Shenandoah National Park – Hickerson Hollow Trail

Hiking Hickerson Hollow Trail Out-and-Back

Continuing our goal to go to every Shenandoah National Park trail within two hours’ driving distance, last weekend my husband and I did two shuttle hikes along Hickerson Hollow Trail and Lands Run Road. The paths are located in the North District, a couple miles south of Dickey Ridge Visitor Center. The two trails are on either side of Skyline Drive and you park at Lands Run Gap parking lot.

The Trail

Hickerson Hollow Trail is across the road from the parking lot. It is 1.1 miles each way, for a total of 2.2 miles round. The path is relatively wide and follows along a stream for part of the way. There were quite a few wildflowers growing already and it was nice to see the forest starting to turn green.

Littleleaf Buttercup

Littleleaf buttercup, Early wood buttercup, Kidney-leaf buttercup, Small-flowered Buttercup, or Ranunculus abortivus, is a member of the Buttercup Family (Ranunculaceae) and blooms April to August. A native wildflower, it grows throughout North America, except in a few states on the west coast of the U.S. It thrives in fields, open woods, and waste places.


Common Wintercress

Common Wintercress, or Barbarea vulgaris, is a member of the Mustard Family (Brassicaceae) and blooms April to August. A non-native plant introduced from Eurasia, it now grows throughout most of North America, except a few states in the south and some of the northernmost parts of Canada. You can find it in moist fields, meadows, brooksides, and waste places.

Apparently the young leaves and flower bud clusters can be used in salads or cooked as greens!

Garlic Mustard

Garlic Mustard, or Alliaria petiolata, is a member of the Mustard Family (Brassicaceae) and blooms April to June. This plant was introduced to North America from Europe in the late 1800’s and has spread rapidly. It now grows in at least 38 states and parts of Canada. Unfortunately, it is invasive in forests. However, the garlic-flavored leaves are edible.

◆ INFORMATION SHOWN:
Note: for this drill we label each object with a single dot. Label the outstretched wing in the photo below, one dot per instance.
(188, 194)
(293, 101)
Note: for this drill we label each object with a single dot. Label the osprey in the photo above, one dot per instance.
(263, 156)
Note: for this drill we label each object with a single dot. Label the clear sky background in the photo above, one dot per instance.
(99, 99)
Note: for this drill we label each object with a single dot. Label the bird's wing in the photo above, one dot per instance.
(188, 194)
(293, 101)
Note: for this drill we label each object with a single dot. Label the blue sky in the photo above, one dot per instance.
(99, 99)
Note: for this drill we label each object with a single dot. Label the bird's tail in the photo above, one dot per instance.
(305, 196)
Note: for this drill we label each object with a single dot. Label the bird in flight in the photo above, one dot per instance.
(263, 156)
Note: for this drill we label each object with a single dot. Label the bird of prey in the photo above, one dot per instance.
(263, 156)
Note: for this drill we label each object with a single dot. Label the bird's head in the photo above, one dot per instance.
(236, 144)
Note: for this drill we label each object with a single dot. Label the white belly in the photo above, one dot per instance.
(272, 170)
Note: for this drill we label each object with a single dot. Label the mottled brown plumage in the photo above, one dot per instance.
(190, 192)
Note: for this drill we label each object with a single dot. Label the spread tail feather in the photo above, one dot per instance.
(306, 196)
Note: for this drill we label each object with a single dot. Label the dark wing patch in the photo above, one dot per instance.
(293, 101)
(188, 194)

---

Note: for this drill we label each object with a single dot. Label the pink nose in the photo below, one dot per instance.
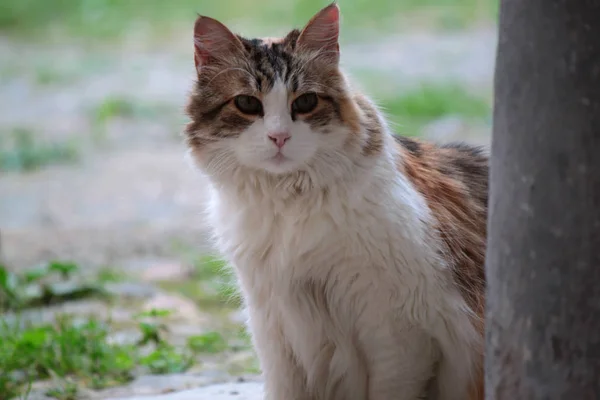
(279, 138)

◆ EXERCISE GOAL: Continue the account of hiking Hickerson Hollow Trail, picking up right after its last sentence.

◆ ANSWER:
Rue Anemone

Rue Anemone, Windflower, or Thalictrum thalictroides, is a member of the Buttercup Family (Ranunculaeae) and blooms March to May. A native plant, it grows throughout eastern and central North America.

There were many Rue Amenones growing by the stream.

Wild Geranium

Wild Geranium, Crane’s Bill, or Geranium maculatum, is a member of the Geranium Family (Geraniaceae) and blooms April to June. A native wildflower, it grows throughout eastern and central North America in woods, thickets, and meadows.

This is one of my favorite spring flowers to see in Shenandoah National Park. The color is so vibrant and the lines so delicate. Almost every Wild Geranium I’ve seen is photogenic. I always want to stop and take photos of them!

Sweet White Violet

Sweet White Violet, or Viola blanda, is a member of the Violet Family (Violaceae) and blooms April to May. A native wildflower, it grows throughout eastern and mid-western North America. They grow in rich, moist woods. We found these growing near the stream.

Recommended as a Wildflower Hike

Hickerson Hollow Trail is short and does not seem to be a well-traversed, popular trail, but we were able to enjoy seeing a fair variety of spring wildflowers there. Going downhill to start and then uphill on the way back made for some good exercise as well.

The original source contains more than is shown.